--- GIVEN DATA ---
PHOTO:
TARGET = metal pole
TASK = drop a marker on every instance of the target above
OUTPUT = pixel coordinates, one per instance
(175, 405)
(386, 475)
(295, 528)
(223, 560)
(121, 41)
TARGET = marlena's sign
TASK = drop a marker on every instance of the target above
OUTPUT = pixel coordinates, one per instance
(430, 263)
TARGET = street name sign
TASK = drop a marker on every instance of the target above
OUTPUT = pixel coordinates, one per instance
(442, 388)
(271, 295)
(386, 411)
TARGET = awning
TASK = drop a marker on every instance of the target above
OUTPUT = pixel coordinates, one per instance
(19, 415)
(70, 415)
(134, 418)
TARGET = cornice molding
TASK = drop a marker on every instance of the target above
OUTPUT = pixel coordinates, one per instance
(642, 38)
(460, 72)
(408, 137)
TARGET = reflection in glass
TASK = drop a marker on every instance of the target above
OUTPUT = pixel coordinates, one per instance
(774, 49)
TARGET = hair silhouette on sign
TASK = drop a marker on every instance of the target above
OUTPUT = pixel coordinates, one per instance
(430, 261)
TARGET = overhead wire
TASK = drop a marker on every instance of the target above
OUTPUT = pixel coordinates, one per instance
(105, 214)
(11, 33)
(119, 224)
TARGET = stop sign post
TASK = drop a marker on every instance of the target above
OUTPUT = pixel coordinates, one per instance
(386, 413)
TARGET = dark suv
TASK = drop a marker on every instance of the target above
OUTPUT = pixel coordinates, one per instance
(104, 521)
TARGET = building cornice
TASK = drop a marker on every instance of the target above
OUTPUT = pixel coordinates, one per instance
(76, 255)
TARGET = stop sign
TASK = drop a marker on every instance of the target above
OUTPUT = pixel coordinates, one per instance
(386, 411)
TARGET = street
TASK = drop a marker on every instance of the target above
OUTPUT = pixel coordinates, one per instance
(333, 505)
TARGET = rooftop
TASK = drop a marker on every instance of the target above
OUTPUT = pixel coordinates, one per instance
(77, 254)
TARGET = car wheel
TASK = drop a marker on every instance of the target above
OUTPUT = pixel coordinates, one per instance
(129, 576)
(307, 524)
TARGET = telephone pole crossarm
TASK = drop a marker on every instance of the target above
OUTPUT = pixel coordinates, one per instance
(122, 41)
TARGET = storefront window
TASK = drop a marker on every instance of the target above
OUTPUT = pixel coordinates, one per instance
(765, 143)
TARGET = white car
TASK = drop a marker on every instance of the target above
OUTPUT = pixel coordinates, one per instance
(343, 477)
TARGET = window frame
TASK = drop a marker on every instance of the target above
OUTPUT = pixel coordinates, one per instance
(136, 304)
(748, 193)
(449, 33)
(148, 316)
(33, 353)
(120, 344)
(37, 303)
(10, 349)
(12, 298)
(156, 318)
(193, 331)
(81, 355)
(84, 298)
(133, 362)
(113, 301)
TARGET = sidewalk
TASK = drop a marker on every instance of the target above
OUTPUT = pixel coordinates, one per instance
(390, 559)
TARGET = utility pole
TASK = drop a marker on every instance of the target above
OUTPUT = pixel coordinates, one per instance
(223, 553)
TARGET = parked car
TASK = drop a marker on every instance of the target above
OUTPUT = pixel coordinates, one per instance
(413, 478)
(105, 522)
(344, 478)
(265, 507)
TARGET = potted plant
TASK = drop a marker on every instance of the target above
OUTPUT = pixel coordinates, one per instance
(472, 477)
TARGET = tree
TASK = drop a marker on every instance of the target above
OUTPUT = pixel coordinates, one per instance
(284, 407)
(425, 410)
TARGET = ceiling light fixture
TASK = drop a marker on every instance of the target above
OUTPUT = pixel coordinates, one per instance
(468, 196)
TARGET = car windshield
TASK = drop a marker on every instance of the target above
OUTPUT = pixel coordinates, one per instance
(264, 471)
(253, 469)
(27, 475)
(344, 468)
---
*PROBLEM DESCRIPTION*. Please return the listing above line for line, with nothing altered.

*TASK ANSWER*.
PHOTO:
TARGET = metal pole
TASK = drop a marker on every instance of the target above
OUTPUT = pixel coordinates, one per instance
(175, 405)
(386, 475)
(295, 528)
(223, 560)
(121, 41)
TARGET = marlena's sign
TASK = drop a marker on every instance of the target above
OUTPUT = pixel coordinates, one per instance
(430, 263)
TARGET = street name sign
TASK = drop a marker on every instance of the target above
OUTPUT = pixel coordinates, one per instance
(442, 388)
(271, 295)
(386, 411)
TARGET = awning
TASK = drop a marker on every instance of the target above
OUTPUT = pixel coordinates, one per instance
(19, 415)
(70, 415)
(134, 418)
TARGET = cornice molding
TASK = drop a marker on every instance of the target above
OUTPUT = pixel coordinates, one per instance
(642, 38)
(460, 72)
(408, 137)
TARGET = reflection in glass
TASK = drop a marker on every instance of the target above
OUTPUT = pixel coordinates, one per instance
(774, 49)
TARGET = hair silhouette on sign
TASK = drop a marker on every instance of the target above
OUTPUT = pixel coordinates, one per instance
(430, 261)
TARGET = overhead wire
TASK = drop a marker on every instance of the target above
OUTPUT = pixel coordinates, one per instance
(105, 214)
(11, 33)
(119, 224)
TARGET = stop sign post
TASK = drop a marker on every instance of the target above
OUTPUT = pixel coordinates, one per instance
(386, 413)
TARGET = dark suv
TASK = drop a marker on every instance of the target above
OUTPUT = pixel coordinates, one per instance
(104, 521)
TARGET = building cornice
TASK = drop a marker on every instance of the target above
OUTPUT = pixel coordinates, one per instance
(76, 255)
TARGET = stop sign
TASK = drop a marker on every instance of the target above
OUTPUT = pixel coordinates, one per instance
(386, 411)
TARGET = street
TASK = drop a marker on every instance of the target above
OUTPUT = pixel coordinates, one per instance
(333, 505)
TARGET = rooftop
TASK = drop a marker on every instance of the target above
OUTPUT = pixel coordinates, one per instance
(77, 254)
TARGET = car wheel
TASK = drop a marker on every instance of the target above
OUTPUT = pixel coordinates, one per instance
(129, 576)
(307, 524)
TARGET = telephone pole crossarm
TASK = drop a marker on every instance of the target above
OUTPUT = pixel coordinates, one per instance
(122, 41)
TARGET = storefront window
TASK = drop a marker on every instance of the target above
OUTPUT = pixel coordinates, one per instance
(765, 143)
TARGET = white car
TASK = drop a marker on every instance of the target above
OUTPUT = pixel coordinates, one per instance
(343, 477)
TARGET = window frame
TASK = drop a marker on every instance of the target above
OUTPUT = pixel coordinates, one per instance
(136, 304)
(748, 193)
(449, 33)
(148, 316)
(33, 353)
(120, 344)
(37, 303)
(10, 349)
(12, 298)
(156, 318)
(193, 331)
(81, 355)
(84, 298)
(133, 362)
(113, 301)
TARGET = sidewalk
TASK = drop a marker on every instance of the target above
OUTPUT = pixel coordinates, one per instance
(390, 559)
TARGET = utility pole
TASK = drop a marker on every instance of the target above
OUTPUT = pixel coordinates, one per instance
(223, 553)
TARGET = parked car
TASK = drop a marker on every instance of the target above
OUTPUT = pixel coordinates, one per instance
(413, 478)
(105, 522)
(344, 478)
(265, 507)
TARGET = potted plant
TASK = drop a marker on every instance of the target above
OUTPUT = pixel coordinates, one per instance
(472, 477)
TARGET = tree
TASK = drop a marker on every instance of the target above
OUTPUT = pixel coordinates, one per instance
(284, 407)
(425, 410)
TARGET = ceiling light fixture
TASK = drop a marker on every instance of the target above
OUTPUT = pixel coordinates, one per instance
(468, 196)
TARGET = car windshield
TASK = drop a marker on every instance of the target above
OUTPUT = pixel coordinates, one per instance
(264, 471)
(253, 469)
(27, 475)
(344, 468)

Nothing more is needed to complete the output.